▶ _EXERCISE DETAILS_
What do the lines from the one containing "the boy with" through the end of the entries say? Quote them exactly, and only them.

▶ _Coordinate annotation records_
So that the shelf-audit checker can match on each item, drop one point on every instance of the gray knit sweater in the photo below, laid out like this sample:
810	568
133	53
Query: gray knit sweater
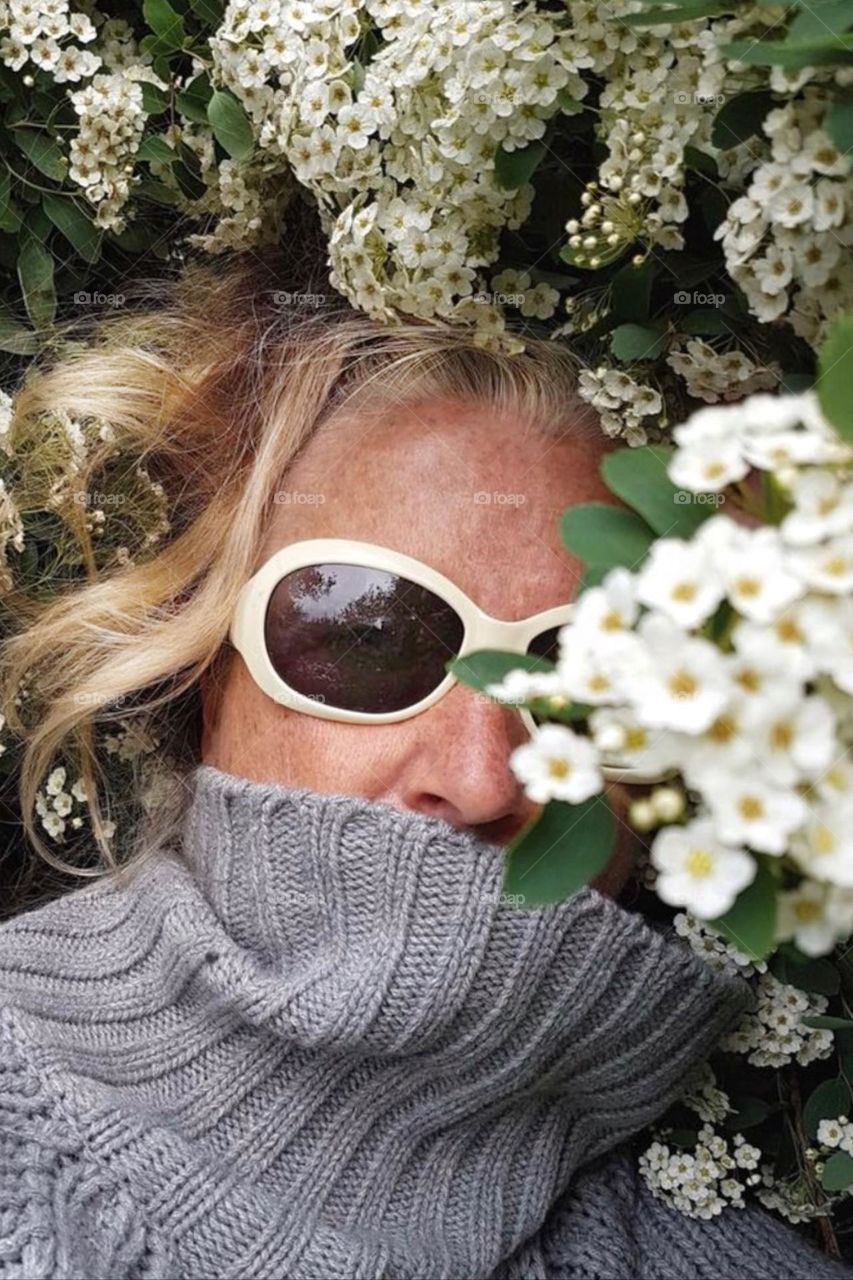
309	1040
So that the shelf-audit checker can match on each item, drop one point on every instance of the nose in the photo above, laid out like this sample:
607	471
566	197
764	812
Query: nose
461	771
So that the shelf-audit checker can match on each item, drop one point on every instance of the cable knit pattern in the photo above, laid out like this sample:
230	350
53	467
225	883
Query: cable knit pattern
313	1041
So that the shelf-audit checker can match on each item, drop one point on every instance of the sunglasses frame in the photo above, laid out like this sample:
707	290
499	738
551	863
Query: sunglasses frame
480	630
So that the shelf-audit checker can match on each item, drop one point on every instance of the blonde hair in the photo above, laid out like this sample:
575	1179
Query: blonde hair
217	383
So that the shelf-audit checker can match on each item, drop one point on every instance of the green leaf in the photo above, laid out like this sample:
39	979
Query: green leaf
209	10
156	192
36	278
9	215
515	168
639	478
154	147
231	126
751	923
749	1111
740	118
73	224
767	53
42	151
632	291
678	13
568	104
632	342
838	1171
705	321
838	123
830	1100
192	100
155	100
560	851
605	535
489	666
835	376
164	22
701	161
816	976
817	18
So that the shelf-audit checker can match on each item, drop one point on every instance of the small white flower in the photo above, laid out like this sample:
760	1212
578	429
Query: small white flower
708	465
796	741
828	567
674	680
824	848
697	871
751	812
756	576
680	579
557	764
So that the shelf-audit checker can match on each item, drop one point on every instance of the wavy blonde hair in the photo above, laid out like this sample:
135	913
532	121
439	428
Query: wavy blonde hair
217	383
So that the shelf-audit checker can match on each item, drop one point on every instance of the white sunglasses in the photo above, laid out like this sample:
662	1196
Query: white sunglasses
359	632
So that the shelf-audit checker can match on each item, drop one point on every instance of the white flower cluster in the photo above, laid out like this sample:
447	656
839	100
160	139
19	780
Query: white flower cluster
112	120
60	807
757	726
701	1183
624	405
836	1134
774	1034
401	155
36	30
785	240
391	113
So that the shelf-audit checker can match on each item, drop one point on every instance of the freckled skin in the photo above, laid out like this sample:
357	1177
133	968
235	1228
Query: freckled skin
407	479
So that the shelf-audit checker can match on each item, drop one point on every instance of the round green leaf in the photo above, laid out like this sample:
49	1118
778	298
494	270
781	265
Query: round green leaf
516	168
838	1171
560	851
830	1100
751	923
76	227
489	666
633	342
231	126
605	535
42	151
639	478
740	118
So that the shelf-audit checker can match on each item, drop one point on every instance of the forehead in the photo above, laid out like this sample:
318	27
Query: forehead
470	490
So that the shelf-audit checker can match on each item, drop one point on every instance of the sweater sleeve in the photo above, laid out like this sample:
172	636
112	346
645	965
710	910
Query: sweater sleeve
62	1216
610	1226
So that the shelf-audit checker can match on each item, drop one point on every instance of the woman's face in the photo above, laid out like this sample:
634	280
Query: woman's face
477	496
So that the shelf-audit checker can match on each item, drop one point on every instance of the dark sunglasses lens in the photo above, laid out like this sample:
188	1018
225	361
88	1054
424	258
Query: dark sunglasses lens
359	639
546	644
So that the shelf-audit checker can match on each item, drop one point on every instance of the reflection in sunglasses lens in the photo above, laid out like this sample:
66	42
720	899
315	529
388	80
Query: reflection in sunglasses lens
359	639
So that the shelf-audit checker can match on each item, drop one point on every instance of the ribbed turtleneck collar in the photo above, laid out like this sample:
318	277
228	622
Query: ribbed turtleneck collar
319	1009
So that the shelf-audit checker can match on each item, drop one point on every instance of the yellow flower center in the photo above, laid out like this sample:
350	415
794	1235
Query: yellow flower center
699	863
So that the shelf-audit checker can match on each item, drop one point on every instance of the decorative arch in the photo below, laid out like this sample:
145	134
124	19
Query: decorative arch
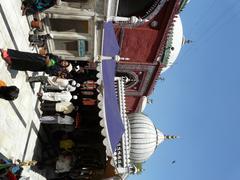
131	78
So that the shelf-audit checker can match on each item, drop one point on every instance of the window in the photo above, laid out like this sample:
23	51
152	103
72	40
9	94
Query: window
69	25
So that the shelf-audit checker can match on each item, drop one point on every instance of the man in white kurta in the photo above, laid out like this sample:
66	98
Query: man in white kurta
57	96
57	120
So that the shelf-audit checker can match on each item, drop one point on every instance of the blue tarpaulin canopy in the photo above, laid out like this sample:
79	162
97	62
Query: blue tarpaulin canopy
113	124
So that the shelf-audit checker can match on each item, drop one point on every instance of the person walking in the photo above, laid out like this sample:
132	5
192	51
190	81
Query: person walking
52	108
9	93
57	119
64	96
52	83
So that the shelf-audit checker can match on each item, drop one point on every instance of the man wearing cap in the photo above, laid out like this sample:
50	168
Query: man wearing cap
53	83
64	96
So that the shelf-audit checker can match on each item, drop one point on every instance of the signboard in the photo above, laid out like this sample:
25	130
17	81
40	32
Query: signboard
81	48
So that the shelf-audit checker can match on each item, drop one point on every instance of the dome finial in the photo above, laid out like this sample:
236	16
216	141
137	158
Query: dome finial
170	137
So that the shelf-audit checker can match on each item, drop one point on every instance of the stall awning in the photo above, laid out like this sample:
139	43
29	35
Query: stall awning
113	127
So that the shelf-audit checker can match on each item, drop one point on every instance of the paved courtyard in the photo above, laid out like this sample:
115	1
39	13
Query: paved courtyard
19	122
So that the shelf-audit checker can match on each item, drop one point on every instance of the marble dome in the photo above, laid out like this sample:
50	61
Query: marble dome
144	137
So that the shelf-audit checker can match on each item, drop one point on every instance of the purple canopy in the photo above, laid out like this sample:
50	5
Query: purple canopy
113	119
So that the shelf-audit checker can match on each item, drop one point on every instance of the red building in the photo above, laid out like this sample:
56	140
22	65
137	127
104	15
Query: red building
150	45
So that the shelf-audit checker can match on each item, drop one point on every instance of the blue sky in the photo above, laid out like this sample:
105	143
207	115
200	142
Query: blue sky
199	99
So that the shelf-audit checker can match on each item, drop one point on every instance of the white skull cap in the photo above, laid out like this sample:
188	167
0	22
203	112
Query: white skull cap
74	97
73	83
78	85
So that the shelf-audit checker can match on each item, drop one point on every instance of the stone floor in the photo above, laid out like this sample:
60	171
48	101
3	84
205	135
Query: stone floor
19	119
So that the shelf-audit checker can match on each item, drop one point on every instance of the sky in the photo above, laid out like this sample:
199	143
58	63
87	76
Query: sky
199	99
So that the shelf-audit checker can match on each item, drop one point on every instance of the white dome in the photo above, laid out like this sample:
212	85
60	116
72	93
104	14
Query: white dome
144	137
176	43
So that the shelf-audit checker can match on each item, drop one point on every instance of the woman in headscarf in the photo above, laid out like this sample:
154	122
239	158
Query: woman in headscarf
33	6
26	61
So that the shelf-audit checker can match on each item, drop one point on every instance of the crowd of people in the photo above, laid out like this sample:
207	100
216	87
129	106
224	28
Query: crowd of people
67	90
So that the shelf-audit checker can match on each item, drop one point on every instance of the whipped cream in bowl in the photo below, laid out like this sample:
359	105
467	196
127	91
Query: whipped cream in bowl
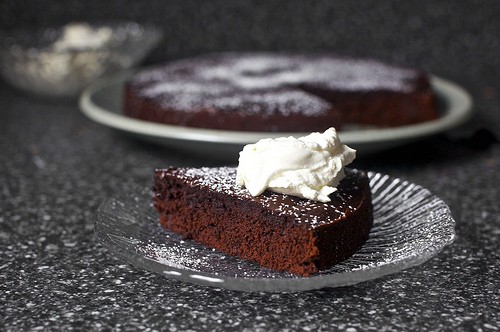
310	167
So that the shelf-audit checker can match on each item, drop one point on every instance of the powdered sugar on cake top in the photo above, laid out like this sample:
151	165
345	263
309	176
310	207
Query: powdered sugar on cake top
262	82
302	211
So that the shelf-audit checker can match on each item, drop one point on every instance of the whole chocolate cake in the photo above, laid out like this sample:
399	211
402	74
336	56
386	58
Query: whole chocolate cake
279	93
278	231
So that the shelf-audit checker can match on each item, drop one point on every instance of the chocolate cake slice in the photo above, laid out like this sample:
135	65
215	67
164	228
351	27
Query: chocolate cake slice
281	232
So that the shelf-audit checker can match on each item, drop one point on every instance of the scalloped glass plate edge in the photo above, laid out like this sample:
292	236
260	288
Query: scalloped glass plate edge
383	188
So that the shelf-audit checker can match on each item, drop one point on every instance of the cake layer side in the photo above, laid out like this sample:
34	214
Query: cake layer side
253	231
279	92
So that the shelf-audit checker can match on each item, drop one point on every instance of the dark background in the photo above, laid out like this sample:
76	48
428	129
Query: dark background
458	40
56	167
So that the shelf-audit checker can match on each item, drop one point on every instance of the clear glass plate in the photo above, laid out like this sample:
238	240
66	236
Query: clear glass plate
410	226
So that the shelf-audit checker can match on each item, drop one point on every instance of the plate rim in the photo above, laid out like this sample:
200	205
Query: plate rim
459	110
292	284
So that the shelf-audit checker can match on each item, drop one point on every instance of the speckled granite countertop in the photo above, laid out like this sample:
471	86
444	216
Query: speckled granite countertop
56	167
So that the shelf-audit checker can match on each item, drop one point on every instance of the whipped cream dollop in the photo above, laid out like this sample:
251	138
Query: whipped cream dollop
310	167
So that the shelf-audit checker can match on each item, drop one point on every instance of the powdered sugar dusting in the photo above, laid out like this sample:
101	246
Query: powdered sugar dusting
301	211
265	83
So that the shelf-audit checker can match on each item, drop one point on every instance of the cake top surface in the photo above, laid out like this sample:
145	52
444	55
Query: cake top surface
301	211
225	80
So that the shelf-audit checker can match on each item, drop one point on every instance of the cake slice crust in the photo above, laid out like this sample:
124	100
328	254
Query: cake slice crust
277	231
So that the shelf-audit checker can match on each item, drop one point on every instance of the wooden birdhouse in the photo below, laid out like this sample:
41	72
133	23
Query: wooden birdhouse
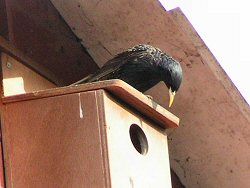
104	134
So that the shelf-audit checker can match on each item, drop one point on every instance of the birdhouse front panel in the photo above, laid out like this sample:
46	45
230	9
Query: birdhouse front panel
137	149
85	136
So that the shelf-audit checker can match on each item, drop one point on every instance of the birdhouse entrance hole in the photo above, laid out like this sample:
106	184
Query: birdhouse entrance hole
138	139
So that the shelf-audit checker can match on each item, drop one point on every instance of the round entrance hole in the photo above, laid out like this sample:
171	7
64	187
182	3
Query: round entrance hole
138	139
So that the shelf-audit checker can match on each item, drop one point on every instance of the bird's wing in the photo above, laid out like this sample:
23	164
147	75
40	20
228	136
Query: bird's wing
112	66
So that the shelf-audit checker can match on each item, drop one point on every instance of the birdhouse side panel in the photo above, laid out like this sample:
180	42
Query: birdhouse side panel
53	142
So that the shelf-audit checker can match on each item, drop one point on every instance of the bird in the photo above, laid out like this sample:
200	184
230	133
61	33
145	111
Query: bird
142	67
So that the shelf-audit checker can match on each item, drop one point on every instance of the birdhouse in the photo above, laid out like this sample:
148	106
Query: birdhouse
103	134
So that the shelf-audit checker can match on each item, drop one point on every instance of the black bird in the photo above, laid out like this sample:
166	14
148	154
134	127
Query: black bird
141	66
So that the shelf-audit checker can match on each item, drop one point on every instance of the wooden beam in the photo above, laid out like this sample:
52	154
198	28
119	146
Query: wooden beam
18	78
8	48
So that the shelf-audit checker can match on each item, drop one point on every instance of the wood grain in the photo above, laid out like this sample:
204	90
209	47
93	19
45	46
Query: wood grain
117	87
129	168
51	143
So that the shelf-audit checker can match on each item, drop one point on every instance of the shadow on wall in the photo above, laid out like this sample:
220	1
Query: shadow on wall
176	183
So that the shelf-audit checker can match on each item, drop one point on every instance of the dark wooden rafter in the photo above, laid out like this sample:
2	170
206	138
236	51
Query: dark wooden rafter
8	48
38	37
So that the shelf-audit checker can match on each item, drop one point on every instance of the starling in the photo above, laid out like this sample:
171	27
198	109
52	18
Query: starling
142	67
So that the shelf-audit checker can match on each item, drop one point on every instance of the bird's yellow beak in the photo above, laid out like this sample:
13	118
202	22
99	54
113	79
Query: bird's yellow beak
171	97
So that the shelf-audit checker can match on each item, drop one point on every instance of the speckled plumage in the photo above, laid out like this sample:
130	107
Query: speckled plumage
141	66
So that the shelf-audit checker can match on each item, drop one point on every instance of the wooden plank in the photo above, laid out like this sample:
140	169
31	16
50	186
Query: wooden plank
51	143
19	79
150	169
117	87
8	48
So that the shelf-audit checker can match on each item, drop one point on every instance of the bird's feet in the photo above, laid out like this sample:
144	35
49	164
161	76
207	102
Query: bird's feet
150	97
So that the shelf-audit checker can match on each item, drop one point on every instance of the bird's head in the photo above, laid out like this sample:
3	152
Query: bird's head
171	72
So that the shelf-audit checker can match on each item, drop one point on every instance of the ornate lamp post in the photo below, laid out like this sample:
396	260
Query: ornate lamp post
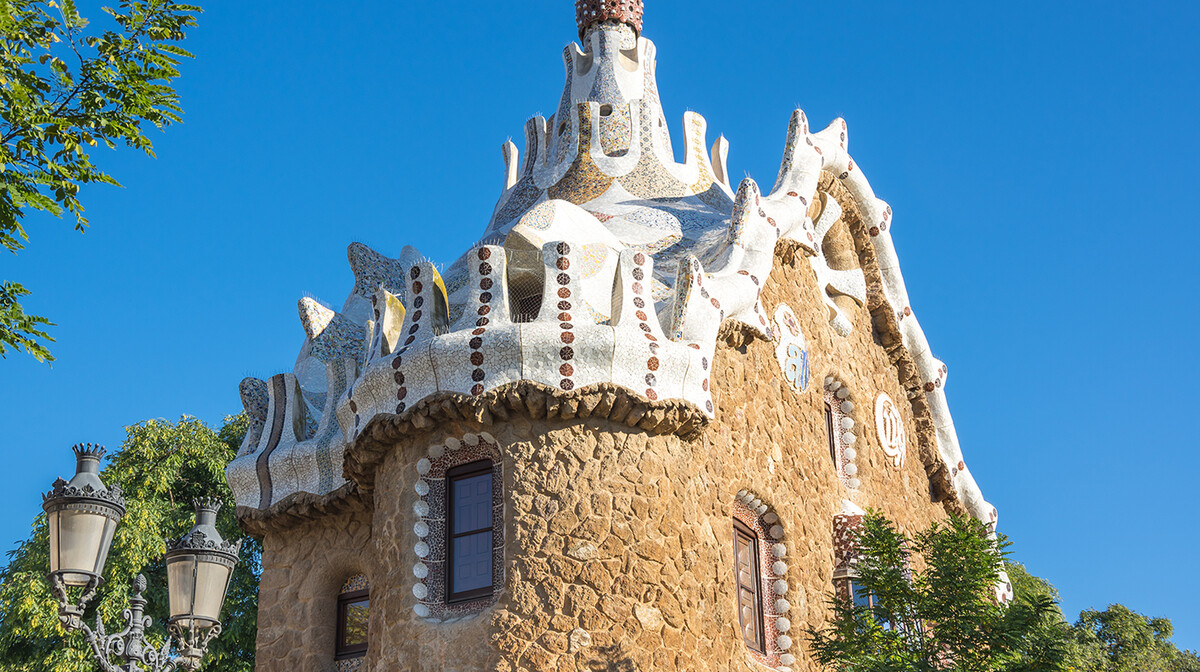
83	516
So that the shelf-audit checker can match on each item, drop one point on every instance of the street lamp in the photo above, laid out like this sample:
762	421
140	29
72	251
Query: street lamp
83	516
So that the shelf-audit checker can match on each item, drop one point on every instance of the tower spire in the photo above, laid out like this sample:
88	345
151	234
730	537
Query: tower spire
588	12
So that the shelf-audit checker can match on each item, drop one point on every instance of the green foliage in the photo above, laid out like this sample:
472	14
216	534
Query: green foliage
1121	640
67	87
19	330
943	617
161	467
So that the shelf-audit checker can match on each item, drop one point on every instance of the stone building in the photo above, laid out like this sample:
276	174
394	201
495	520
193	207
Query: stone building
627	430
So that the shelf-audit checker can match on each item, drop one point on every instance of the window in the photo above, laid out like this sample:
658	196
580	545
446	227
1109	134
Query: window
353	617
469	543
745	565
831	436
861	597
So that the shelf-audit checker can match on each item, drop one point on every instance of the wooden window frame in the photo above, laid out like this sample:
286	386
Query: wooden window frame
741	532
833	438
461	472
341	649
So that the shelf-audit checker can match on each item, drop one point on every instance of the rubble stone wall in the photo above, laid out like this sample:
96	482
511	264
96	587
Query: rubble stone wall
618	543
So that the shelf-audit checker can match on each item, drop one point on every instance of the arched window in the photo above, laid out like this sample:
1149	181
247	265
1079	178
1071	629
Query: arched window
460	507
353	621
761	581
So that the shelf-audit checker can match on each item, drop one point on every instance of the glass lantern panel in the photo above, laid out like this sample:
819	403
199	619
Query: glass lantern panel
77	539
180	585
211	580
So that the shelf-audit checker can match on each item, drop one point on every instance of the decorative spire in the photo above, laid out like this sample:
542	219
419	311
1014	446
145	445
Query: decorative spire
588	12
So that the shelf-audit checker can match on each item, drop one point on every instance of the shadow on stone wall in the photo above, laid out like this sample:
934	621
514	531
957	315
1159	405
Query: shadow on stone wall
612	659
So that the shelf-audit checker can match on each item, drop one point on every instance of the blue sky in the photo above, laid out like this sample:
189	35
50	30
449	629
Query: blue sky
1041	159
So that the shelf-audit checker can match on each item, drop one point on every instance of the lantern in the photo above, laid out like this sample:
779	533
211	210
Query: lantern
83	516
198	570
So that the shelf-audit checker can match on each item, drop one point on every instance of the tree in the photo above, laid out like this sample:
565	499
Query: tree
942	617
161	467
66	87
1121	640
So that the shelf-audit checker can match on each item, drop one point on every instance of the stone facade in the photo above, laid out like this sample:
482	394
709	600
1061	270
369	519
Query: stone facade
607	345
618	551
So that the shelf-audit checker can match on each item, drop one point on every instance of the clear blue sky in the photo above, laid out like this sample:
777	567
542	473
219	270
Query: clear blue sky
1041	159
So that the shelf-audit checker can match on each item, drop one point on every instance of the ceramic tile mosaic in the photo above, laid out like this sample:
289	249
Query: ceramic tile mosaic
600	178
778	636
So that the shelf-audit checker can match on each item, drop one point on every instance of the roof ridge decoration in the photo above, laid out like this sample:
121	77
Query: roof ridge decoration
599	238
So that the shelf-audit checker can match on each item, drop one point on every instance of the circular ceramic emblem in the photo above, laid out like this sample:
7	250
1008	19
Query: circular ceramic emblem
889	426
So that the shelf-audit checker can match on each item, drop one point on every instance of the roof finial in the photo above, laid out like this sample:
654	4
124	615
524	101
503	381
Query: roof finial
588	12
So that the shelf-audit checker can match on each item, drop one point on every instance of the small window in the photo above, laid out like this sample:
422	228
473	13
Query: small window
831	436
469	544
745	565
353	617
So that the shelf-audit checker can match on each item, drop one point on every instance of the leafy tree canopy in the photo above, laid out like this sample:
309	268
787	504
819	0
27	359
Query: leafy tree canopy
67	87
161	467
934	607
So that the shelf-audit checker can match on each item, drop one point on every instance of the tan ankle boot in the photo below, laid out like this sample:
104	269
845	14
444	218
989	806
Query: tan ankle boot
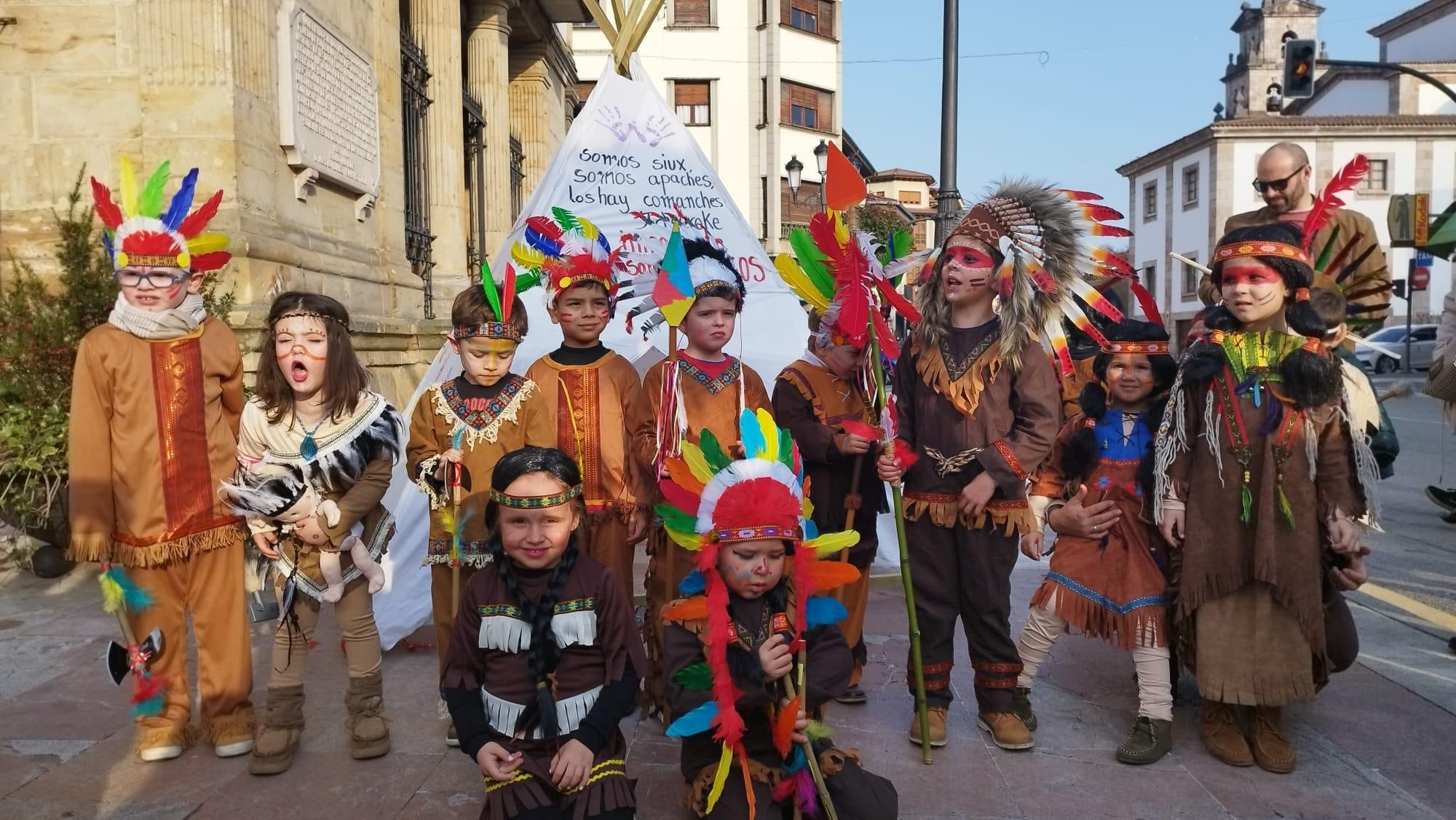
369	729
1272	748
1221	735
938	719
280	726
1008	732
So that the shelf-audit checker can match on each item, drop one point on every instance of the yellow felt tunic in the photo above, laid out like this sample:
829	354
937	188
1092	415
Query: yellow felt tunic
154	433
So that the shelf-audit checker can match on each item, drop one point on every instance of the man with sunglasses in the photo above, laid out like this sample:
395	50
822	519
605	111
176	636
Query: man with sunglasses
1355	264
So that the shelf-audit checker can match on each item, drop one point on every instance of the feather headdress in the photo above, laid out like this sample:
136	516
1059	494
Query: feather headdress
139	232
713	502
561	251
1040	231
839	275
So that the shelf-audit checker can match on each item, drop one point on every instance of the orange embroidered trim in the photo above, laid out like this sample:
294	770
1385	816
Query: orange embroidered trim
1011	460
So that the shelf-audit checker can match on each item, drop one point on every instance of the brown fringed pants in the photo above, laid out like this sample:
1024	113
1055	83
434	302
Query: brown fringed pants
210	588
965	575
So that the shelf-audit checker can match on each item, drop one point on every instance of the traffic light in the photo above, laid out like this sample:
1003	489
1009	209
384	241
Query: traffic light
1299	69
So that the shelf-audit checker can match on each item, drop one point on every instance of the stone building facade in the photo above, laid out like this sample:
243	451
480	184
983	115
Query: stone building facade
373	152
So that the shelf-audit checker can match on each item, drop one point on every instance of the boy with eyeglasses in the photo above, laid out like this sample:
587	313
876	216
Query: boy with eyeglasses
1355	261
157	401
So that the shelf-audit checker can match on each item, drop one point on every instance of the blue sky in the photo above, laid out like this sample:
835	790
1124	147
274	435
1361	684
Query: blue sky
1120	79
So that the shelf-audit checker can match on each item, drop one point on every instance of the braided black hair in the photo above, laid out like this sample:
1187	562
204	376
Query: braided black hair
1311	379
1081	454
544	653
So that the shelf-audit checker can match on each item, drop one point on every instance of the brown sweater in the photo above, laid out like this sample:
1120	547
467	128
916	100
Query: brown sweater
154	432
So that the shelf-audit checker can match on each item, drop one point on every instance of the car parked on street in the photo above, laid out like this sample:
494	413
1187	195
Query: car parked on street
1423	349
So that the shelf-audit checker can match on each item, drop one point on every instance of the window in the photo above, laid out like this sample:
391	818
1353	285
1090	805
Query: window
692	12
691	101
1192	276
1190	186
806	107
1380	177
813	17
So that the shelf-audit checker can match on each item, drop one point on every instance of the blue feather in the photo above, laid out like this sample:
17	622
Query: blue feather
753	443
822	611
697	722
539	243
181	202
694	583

▶ _RESPONSE_
So that the shelf-audit checker can match on each item, drop one point on every instance of the boy with eyeglasses in the photo above, laid out like this sample:
587	313
876	216
Query: boy with eyeglasses
1355	261
157	401
So that the shelf-audit checker can match on each item, drop one point on every instance of the blue sky in the photo above, laid out like this sample:
835	790
1124	147
274	435
1361	684
Query: blue sky
1120	79
So that the shelf-audit checker can match on each item, drop one point on every instance of the braided black hair in the photo above, laid out like this sample:
1187	562
204	376
Query: braided black hair
1311	379
1081	454
544	653
So that the shelf-audit checker can match on each item, drop one point on every instance of the brown sweater in the photo above, laid out like this sample:
1120	547
467	128
916	100
Query: brown sweater
154	432
So that the shelf-audit checker can match on each item, drop one point on every instance of the car parked on street in the photo above, laid out like this sample:
494	413
1187	195
Query: car parked on street
1423	349
So that the shelf-audit checker can match on each item, drop one point on every instance of the window in the photo above, laid out like this sample:
391	818
1353	285
1090	805
Query: window
692	12
691	101
1192	276
1190	186
806	107
1380	177
813	17
So that the shelf-audit checker can match on each item, drop one point on every instance of the blue feather in the photo above, laid out like this sample:
17	622
Query: blue feather
753	443
822	611
697	722
539	243
181	202
694	583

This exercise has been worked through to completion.